--- start ---

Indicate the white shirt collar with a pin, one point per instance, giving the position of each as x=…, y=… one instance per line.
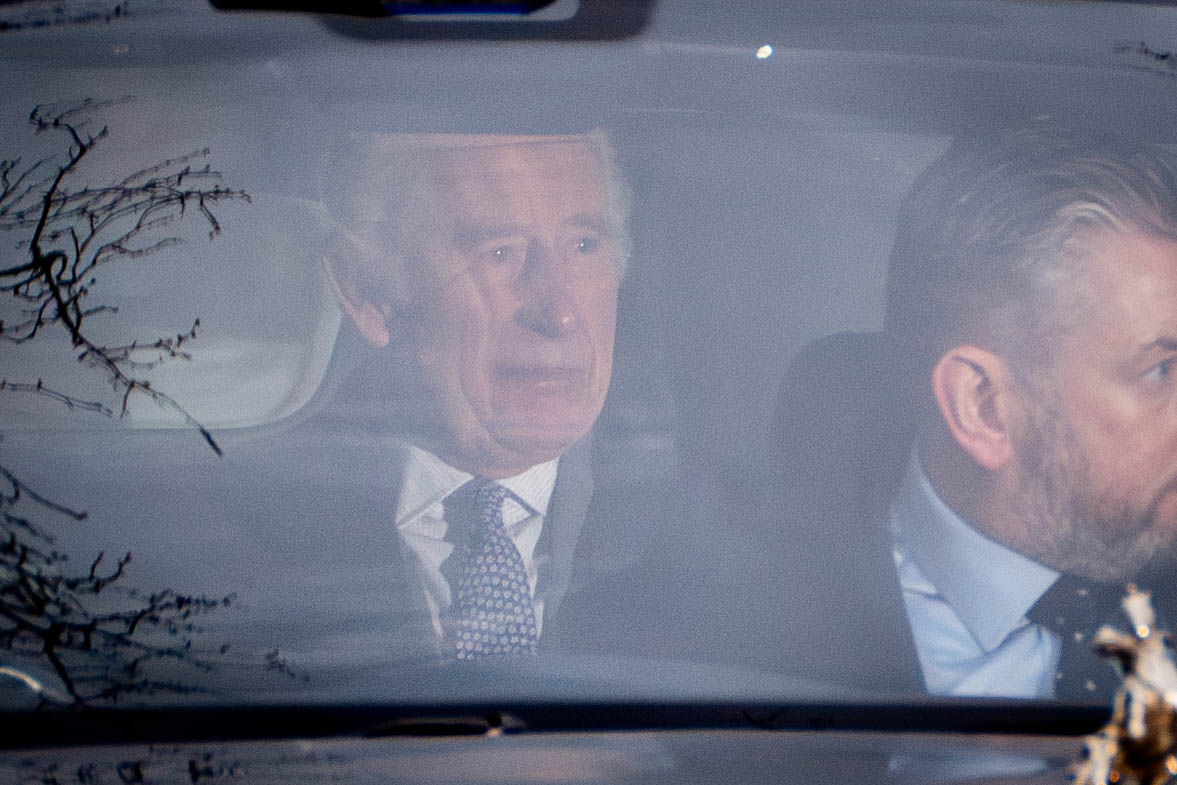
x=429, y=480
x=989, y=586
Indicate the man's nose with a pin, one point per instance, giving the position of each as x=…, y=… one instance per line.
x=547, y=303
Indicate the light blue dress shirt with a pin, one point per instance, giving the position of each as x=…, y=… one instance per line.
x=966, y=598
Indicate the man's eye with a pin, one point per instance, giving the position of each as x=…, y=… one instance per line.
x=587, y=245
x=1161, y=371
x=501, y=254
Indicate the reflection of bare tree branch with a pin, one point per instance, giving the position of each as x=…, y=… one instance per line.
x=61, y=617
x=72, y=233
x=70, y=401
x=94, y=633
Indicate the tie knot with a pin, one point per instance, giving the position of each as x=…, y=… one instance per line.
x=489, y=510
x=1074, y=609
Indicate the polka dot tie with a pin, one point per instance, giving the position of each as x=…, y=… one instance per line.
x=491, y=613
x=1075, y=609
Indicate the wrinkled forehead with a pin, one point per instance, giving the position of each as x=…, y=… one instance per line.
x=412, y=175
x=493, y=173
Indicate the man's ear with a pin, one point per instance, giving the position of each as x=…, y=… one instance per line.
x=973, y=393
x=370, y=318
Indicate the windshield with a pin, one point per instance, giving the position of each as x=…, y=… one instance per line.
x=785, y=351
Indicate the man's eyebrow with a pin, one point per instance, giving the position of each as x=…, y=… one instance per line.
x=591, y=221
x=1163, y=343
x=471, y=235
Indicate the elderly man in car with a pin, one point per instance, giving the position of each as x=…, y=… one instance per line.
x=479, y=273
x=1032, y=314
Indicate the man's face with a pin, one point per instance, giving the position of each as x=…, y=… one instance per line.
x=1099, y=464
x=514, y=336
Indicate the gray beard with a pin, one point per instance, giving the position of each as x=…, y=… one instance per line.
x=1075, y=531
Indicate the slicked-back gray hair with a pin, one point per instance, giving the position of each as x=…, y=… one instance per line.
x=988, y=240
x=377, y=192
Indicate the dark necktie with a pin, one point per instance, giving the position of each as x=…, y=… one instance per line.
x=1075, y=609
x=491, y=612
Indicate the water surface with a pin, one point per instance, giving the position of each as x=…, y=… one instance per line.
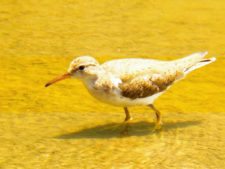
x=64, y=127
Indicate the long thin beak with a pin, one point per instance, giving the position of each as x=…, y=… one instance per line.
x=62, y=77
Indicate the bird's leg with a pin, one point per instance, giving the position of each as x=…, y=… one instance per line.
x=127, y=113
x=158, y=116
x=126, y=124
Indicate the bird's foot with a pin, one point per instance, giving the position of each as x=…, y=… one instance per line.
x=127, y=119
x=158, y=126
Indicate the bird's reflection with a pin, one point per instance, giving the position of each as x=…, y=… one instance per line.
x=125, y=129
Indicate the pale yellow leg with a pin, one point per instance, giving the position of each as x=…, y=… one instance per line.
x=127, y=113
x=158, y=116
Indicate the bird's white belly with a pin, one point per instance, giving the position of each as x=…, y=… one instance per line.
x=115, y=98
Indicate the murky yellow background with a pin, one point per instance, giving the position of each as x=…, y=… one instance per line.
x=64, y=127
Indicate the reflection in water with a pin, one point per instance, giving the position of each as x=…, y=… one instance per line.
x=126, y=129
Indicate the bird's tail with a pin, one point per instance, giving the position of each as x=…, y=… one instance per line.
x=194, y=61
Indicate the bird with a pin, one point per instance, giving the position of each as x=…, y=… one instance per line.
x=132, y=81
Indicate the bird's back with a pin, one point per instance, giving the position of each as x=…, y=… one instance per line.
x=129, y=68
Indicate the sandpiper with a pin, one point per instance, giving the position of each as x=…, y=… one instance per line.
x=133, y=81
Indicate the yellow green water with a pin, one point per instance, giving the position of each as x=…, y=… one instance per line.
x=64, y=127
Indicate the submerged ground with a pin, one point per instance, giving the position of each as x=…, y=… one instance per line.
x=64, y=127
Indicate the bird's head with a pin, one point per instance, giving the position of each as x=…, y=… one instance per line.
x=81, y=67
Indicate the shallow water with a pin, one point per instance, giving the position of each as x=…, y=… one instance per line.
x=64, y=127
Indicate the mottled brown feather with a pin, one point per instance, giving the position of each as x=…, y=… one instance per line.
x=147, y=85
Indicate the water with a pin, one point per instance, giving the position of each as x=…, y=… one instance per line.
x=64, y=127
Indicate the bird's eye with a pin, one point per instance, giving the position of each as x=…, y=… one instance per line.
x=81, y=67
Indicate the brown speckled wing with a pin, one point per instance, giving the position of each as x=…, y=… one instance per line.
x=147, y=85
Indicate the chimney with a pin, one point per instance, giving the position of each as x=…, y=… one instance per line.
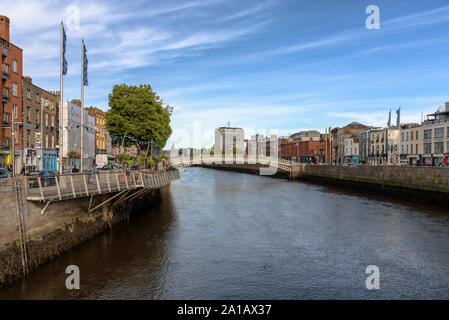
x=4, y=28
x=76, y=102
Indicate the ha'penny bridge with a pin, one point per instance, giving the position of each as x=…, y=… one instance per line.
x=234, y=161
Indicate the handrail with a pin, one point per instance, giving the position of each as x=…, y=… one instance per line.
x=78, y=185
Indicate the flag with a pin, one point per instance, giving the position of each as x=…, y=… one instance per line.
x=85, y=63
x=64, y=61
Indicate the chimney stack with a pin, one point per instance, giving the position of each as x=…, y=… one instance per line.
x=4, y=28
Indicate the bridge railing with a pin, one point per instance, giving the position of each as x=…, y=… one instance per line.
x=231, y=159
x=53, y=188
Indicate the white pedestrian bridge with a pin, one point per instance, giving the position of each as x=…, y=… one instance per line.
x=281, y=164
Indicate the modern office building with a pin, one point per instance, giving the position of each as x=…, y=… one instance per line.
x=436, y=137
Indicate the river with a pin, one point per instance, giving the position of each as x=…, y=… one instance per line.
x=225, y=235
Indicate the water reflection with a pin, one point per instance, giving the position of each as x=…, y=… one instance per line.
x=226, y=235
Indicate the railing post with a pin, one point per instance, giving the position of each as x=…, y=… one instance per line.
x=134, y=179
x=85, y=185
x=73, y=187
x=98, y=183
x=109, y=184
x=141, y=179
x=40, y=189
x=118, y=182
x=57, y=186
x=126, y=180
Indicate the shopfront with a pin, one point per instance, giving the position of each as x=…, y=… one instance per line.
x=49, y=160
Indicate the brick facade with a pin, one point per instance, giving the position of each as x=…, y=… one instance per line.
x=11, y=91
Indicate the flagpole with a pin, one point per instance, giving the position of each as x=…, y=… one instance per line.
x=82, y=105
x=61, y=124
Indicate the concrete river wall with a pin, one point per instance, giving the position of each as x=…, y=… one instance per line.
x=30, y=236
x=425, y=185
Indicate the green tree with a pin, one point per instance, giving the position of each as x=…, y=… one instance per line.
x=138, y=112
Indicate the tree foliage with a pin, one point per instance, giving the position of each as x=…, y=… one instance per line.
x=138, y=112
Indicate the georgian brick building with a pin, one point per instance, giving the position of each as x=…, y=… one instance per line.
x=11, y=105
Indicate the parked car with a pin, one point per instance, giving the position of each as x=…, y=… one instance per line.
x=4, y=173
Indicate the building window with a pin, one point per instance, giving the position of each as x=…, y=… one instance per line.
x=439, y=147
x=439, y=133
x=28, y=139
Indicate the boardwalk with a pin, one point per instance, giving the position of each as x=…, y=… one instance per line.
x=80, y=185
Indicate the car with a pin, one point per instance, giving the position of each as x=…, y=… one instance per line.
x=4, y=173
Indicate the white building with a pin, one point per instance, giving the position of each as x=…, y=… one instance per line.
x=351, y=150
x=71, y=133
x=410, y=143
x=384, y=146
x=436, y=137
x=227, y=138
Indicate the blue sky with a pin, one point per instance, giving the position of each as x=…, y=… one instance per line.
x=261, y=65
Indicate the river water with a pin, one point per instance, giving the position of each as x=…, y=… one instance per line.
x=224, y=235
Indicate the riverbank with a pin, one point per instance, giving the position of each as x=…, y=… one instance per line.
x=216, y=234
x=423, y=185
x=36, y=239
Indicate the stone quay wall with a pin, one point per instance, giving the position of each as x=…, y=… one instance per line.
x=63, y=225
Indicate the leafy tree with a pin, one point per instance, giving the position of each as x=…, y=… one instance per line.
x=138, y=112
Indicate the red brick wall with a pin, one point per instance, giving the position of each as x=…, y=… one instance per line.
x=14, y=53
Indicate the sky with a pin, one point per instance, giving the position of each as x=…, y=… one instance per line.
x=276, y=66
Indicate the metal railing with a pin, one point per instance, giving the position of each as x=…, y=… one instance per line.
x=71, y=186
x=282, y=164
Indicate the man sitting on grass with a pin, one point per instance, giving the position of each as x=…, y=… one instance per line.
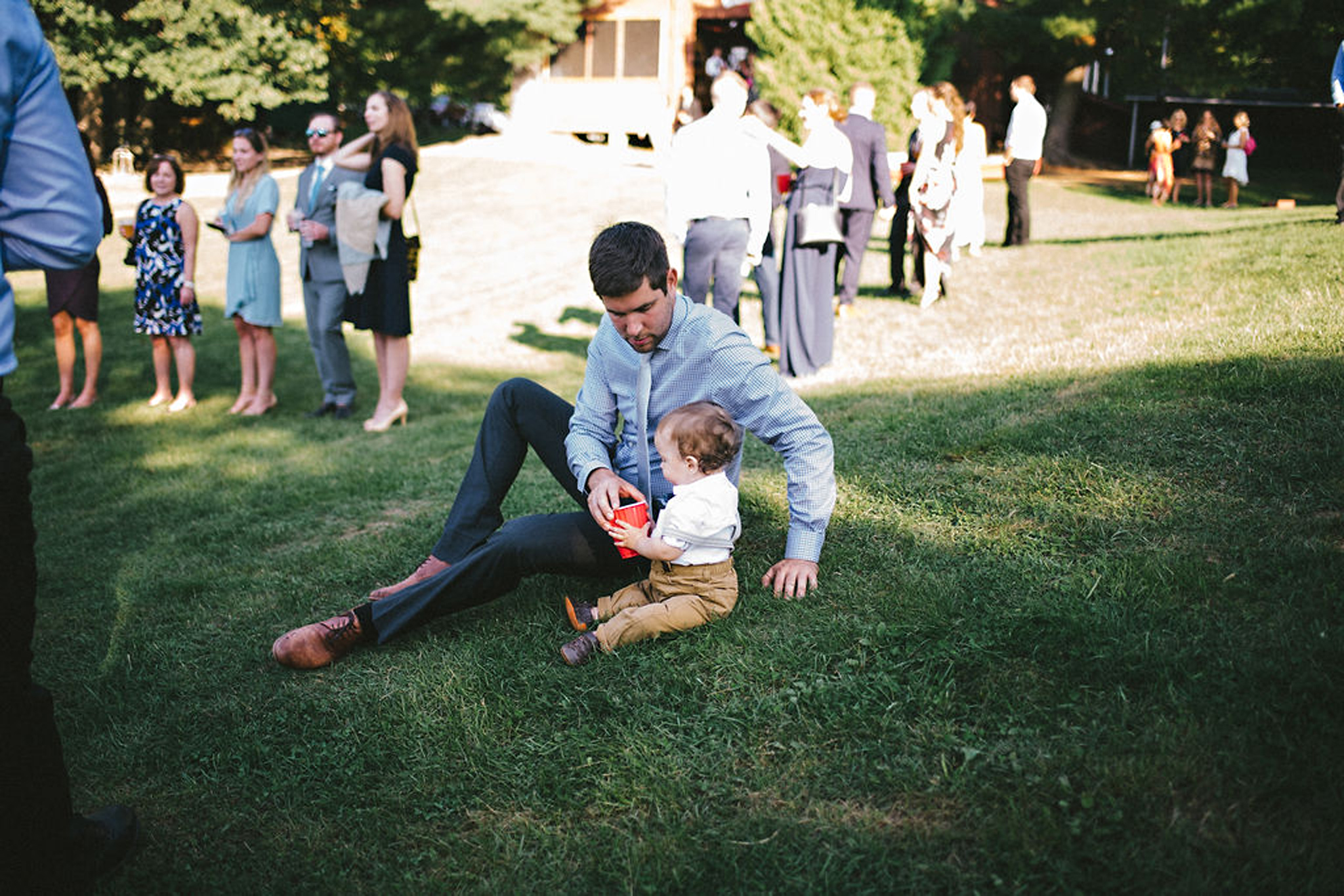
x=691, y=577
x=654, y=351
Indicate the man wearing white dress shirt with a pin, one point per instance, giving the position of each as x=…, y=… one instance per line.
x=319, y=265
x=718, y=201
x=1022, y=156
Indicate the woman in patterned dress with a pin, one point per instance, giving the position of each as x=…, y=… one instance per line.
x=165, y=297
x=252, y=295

--- end ---

(Set exercise) Can you convert everything from the line containing "Indicate the man sitting" down to the line containing "x=654, y=351", both lines included, into a JSON list of strings with one string per line, skipping blank lines and leaving the picture out?

(Answer to the problem)
[
  "Indicate the man sitting on grass with a pin, one point per instance, giving the position of each as x=…, y=… one instance per line.",
  "x=691, y=577",
  "x=654, y=351"
]